Items from a dataset:

━━━━━━━━━━━━━━━━

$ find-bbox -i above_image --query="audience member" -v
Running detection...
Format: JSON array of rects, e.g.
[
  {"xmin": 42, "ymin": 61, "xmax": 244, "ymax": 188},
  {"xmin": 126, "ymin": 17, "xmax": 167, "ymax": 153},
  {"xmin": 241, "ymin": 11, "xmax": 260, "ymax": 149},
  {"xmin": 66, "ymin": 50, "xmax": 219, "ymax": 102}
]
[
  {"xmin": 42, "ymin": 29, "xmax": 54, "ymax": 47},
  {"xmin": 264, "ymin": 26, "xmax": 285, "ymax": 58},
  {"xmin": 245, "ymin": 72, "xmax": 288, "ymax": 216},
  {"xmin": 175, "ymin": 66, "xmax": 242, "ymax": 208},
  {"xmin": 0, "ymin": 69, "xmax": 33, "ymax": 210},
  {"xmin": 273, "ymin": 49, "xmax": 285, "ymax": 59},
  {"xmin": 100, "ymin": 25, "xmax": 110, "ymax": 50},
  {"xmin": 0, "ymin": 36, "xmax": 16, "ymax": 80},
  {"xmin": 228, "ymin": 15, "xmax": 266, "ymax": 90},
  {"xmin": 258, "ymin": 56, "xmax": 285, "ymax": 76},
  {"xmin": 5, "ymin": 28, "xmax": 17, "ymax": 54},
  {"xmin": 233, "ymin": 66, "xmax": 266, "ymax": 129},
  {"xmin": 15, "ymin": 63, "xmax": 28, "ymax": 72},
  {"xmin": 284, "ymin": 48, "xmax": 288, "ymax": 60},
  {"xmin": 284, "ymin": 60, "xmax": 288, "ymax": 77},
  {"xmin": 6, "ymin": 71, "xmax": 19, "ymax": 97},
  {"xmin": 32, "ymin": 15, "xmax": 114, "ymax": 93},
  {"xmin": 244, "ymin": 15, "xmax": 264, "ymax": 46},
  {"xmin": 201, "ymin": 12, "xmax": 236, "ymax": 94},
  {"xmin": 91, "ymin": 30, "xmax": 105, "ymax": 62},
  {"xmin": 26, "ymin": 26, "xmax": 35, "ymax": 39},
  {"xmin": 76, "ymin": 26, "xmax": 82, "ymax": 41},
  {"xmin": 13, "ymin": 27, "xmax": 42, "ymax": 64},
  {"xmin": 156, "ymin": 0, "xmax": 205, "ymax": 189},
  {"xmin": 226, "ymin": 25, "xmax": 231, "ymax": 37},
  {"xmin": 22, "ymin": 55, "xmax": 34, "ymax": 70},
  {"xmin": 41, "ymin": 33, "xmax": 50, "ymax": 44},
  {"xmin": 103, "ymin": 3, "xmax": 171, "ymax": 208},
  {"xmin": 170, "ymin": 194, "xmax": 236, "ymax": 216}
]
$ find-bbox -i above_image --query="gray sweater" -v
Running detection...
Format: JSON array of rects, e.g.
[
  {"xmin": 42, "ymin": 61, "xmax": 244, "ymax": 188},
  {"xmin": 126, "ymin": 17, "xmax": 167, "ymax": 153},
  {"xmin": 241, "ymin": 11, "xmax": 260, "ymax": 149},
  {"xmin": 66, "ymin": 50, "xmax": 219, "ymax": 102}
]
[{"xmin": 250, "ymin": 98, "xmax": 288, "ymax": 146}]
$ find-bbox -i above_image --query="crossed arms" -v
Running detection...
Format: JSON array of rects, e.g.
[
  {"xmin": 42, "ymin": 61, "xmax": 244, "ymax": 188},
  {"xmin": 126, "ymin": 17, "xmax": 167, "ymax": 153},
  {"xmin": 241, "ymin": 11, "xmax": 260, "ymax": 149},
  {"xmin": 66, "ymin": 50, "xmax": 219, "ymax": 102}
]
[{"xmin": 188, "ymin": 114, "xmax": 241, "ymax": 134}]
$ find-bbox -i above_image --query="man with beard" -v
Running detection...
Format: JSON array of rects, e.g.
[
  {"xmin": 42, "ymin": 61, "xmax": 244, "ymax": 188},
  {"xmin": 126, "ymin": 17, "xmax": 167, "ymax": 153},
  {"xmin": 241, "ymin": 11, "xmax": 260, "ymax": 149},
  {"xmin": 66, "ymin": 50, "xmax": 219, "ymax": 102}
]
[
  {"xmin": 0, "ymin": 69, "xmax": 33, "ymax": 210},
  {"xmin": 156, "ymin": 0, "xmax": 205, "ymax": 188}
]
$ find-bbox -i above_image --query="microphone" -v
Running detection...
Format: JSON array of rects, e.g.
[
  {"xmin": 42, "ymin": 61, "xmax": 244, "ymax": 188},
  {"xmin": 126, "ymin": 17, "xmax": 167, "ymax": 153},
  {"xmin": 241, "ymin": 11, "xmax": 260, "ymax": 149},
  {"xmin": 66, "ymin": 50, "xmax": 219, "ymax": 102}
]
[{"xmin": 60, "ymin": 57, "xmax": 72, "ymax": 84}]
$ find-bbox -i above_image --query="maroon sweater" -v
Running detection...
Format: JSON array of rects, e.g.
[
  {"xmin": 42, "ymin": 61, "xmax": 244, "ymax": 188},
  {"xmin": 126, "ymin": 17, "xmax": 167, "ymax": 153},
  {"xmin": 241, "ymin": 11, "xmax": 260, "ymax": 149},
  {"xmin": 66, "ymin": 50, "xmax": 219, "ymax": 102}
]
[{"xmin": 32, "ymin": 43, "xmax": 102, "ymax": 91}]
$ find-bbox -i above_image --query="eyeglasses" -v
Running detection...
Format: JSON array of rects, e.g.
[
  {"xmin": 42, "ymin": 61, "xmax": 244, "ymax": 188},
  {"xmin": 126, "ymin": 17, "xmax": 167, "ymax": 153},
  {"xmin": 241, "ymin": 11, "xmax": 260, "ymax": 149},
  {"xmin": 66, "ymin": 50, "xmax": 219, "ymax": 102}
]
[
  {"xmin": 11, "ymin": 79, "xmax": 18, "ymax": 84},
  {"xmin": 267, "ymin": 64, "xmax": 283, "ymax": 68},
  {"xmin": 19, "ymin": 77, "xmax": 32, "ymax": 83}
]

━━━━━━━━━━━━━━━━

(Work request):
In the entries above, identify each line that includes the string "find", then copy it.

(The completed task):
$ find-bbox -i above_image --query="audience member" -v
$ find-bbox -i above_image --query="gray sweater" -v
$ find-bbox -i above_image --query="crossed arms" -v
$ find-bbox -i above_image --query="man with beard" -v
$ find-bbox -i above_image --query="microphone" -v
$ find-bbox -i above_image --query="maroon sweater" -v
$ find-bbox -i above_image --query="eyeglasses" -v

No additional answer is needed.